- Exercise a:
Answer these questions from the court opinion below, one answer per line:
(i) On what date was the case argued?
(ii) Who made the promissory note that the plaintiffs owned?
(iii) With whom did the plaintiffs deposit the note for collection?

Opinion
John S. Dickerson et al., Appellants, v. Charles Wason et al., Respondents.
The property in business paper received for collection by one engaged in the business of banking and collection, and forwarded by him to his correspondent in the usual course of such business, without any express agreement in reference thereto, does not become vested in the correspondent, although he may have remitted upon general account, m anticipation of collections.
It is only where by express contracts, or well established course of dealing, the correspondent becomes responsible for the collection, and cannot seek reimbursement of advances, in case of the non-payment of the paper, that he can retain it or the proceeds of the collection, as against the real owner.
(Argued February 1, 1872;
decided February, 6, 1872.)
Appeal from judgment entered upon order of the General Term of the Supreme Court in the first judicial district, overruling plaintiffs’ exceptions, and ordering judgment upon verdict in favor of defendants.
On the 21st of July, 1863, plaintiffs were the owners of a promissory note, made by E. P. Myers, of Cleveland, for $316.45, payable to the order of L. A. Garner, and by him indorsed in blank.
This note matured Aug. 27, 1863. On the 21st July, plaintiffs indorsed the note, and deposited it with Van Saun & Son, in New York city, for collection.

- Exercise b:
Return every line of the entries below that contains the string "foliage".

- Input:
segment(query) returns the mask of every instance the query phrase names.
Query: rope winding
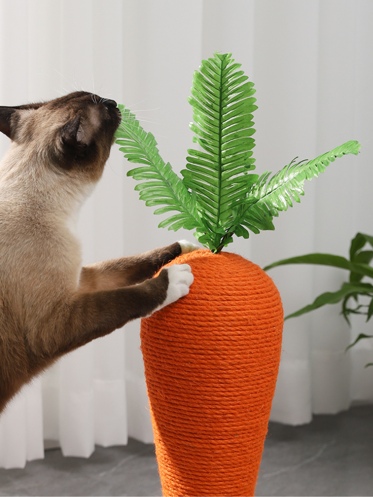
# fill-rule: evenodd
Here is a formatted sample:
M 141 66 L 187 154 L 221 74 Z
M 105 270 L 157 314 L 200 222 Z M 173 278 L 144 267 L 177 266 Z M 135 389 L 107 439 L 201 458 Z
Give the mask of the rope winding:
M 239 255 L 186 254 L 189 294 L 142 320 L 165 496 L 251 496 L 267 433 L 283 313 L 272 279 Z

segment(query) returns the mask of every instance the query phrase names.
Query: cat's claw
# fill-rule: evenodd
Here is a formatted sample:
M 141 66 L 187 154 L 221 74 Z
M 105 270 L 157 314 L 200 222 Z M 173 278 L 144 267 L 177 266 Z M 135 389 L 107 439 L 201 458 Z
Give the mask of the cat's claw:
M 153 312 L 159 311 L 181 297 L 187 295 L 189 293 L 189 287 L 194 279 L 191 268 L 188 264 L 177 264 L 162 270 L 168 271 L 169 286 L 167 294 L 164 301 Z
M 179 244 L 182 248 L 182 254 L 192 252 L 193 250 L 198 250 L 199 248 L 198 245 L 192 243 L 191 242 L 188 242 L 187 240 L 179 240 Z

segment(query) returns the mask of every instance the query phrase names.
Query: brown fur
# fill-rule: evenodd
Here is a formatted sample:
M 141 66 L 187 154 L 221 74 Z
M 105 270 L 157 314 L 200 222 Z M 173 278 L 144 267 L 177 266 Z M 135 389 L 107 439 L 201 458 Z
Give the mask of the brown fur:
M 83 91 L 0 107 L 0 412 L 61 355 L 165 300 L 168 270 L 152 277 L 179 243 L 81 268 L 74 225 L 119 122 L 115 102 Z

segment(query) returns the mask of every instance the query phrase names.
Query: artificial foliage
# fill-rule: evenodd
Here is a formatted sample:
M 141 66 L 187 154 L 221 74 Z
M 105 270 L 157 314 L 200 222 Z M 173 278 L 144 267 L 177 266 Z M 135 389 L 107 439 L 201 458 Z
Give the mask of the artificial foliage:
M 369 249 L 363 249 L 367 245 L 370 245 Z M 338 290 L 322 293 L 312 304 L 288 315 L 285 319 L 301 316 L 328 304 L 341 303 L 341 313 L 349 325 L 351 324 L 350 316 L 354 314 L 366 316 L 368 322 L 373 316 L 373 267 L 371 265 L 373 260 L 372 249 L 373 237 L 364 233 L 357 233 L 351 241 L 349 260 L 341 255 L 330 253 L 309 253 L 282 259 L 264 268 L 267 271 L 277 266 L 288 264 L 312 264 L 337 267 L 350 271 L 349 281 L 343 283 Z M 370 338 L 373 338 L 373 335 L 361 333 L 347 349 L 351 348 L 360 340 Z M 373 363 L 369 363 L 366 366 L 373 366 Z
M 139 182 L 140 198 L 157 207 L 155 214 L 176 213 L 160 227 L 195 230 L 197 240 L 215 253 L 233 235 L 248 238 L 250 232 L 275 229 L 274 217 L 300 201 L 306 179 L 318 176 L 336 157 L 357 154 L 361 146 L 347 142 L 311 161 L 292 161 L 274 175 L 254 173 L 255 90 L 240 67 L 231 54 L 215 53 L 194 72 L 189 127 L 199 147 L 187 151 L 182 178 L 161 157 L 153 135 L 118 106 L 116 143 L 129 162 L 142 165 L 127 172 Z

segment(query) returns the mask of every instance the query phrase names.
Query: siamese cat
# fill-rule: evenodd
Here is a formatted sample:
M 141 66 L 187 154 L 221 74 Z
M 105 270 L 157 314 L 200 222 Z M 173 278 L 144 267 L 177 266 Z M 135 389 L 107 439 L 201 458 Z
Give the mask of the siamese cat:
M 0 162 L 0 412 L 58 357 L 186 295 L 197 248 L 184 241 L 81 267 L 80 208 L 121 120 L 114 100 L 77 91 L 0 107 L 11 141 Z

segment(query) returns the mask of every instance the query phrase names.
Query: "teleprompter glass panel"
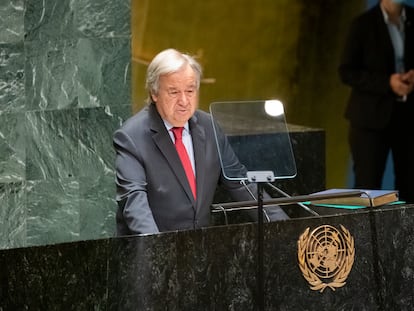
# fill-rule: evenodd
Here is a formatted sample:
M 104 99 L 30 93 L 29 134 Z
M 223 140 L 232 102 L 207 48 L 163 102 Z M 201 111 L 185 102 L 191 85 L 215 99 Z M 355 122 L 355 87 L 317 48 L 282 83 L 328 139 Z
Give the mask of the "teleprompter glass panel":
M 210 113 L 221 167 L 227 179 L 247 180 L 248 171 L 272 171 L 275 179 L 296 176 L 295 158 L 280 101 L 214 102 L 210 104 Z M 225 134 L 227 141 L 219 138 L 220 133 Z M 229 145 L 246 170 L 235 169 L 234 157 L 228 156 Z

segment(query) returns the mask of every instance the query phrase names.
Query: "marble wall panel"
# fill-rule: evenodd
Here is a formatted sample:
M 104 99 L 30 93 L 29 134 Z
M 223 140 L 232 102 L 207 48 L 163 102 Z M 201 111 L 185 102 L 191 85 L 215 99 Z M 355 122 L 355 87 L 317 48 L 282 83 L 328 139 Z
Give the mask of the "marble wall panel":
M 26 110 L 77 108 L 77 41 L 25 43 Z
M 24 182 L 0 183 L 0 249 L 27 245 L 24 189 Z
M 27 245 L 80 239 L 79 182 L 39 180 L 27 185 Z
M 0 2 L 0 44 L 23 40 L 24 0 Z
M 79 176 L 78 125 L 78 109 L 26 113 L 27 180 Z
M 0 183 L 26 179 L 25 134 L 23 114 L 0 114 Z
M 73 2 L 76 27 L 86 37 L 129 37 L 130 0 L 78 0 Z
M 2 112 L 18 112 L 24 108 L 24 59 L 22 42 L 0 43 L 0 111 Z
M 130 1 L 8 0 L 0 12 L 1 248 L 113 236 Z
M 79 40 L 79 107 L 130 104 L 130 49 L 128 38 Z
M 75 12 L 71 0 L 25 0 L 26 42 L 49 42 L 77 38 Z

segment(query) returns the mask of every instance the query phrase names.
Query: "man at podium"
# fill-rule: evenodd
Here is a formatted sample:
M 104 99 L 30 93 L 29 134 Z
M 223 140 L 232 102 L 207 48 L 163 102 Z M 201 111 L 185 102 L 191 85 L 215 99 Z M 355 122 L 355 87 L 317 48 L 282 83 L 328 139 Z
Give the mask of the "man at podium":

- Exercise answer a:
(i) February 1, 1872
(ii) E. P. Myers, of Cleveland
(iii) Van Saun & Son, in New York city

- Exercise answer b:
Query: artificial foliage
Give the mask of the artificial foliage:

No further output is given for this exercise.